Entries drawn from a collection
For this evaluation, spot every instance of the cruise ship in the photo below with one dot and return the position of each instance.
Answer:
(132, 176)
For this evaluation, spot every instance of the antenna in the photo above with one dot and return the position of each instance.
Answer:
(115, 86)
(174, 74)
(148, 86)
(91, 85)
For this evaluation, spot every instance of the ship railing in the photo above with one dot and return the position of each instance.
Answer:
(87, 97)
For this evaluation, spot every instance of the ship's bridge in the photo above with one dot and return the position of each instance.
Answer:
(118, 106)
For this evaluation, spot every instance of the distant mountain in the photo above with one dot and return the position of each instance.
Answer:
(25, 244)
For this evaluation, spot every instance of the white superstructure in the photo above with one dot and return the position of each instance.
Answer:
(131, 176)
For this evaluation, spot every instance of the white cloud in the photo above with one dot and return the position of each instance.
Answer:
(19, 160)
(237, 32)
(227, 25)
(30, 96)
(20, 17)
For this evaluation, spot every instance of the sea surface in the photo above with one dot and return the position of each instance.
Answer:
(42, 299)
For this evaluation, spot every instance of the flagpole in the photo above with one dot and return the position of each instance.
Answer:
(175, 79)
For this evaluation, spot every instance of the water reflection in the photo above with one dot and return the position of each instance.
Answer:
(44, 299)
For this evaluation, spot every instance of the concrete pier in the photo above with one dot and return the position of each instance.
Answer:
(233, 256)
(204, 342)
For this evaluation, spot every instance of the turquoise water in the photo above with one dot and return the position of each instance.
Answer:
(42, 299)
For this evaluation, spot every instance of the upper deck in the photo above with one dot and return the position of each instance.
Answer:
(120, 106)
---
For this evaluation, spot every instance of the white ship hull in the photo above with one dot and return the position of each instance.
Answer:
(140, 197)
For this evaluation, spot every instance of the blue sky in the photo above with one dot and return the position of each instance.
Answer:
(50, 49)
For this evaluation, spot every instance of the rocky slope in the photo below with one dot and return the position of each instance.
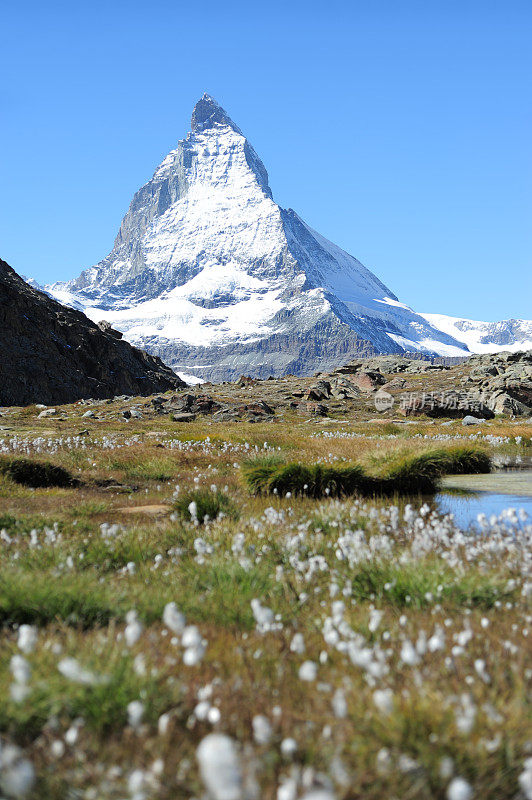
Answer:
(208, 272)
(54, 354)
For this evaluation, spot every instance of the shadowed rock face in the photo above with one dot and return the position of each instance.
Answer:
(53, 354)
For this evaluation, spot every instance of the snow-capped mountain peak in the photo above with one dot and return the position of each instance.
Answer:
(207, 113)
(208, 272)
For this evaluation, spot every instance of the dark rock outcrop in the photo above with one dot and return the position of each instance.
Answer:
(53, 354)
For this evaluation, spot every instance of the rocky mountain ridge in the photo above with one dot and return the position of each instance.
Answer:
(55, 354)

● **Problem statement**
Collect every line of the data above that contains the string "mountain". Treat uppercase and lowercase letters as different.

● **Solution to the problem**
For this evaluation, spot every instance of the distant mountain in the photo above with one dot and return the position of each instance.
For this evaluation, spot every instance of the snow-capped mountain peak in the photo above with one dot and return the position of each instance.
For this evaluation, spot every instance of the rocky mountain ridge in the photo above with one dot and return the position of each instance.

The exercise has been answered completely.